Stated goal 1:
Pull out every line of the rows below that contains the string "mountain".

Given passage:
###
England is these days legally running a battle against data
encryption. I have not heard how this is evolving these days.

> (And if you've been reading the news you will notice that legal
> restrictions on crypto are back in vogue, so it would not be wise to
> assume that the question is dead and buried.) So our project policy
> since at least the turn of the century has been that any crypto facility
> has to be in a separable extension, where it would be fairly easy for
> a packager to delete it if they need to ship a crypto-free version.
> Note that "crypto" for this purpose generally means reversible encryption;
> I've never heard that one-way hashes are illegal anywhere. So password
> hashing such as md5 is fine in core, and a stronger hash would be too.
> But pulling in pgcrypto lock, stock, and barrel is not OK.

So it would be an issue if pgcrypto.so links directly to libpqcommon?
###
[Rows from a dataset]
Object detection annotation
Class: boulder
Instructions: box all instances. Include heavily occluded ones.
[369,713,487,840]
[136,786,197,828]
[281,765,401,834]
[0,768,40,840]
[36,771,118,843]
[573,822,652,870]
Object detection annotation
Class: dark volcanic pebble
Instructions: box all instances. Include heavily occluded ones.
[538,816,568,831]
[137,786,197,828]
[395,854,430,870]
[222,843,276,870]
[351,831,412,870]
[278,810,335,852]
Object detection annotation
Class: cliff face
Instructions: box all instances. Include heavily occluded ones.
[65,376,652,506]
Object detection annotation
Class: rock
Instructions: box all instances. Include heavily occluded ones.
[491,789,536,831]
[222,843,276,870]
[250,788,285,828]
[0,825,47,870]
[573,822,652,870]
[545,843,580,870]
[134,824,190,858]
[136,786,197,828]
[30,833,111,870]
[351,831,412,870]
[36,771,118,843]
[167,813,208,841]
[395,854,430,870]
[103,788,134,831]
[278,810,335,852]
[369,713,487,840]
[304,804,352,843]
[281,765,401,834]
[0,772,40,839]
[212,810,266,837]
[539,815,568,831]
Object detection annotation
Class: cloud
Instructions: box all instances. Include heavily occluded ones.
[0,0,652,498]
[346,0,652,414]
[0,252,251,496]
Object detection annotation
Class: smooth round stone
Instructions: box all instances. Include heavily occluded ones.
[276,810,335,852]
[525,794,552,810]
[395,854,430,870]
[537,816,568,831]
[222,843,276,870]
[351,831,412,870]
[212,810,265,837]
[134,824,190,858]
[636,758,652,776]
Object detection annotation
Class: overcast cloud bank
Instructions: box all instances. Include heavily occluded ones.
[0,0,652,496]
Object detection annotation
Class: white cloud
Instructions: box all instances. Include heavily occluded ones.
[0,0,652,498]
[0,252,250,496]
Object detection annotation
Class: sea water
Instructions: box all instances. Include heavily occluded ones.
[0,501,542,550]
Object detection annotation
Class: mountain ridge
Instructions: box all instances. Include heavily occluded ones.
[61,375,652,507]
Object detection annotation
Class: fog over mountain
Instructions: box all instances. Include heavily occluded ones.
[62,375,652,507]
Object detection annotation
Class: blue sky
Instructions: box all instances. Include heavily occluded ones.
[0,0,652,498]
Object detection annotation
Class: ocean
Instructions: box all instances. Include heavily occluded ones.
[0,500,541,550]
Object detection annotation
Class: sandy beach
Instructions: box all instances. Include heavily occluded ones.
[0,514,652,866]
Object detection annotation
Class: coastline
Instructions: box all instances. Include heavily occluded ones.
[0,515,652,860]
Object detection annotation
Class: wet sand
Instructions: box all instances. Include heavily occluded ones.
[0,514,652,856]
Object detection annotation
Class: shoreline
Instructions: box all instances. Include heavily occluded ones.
###
Stated goal 2:
Output verbatim the stretch of the crypto passage above starting at "England is these" and ending at "barrel is not OK.".

Written answer 1:
Class: mountain ridge
Class: fog over mountain

Written answer 2:
England is these days legally running a battle against data
encryption. I have not heard how this is evolving these days.

> (And if you've been reading the news you will notice that legal
> restrictions on crypto are back in vogue, so it would not be wise to
> assume that the question is dead and buried.) So our project policy
> since at least the turn of the century has been that any crypto facility
> has to be in a separable extension, where it would be fairly easy for
> a packager to delete it if they need to ship a crypto-free version.
> Note that "crypto" for this purpose generally means reversible encryption;
> I've never heard that one-way hashes are illegal anywhere. So password
> hashing such as md5 is fine in core, and a stronger hash would be too.
> But pulling in pgcrypto lock, stock, and barrel is not OK.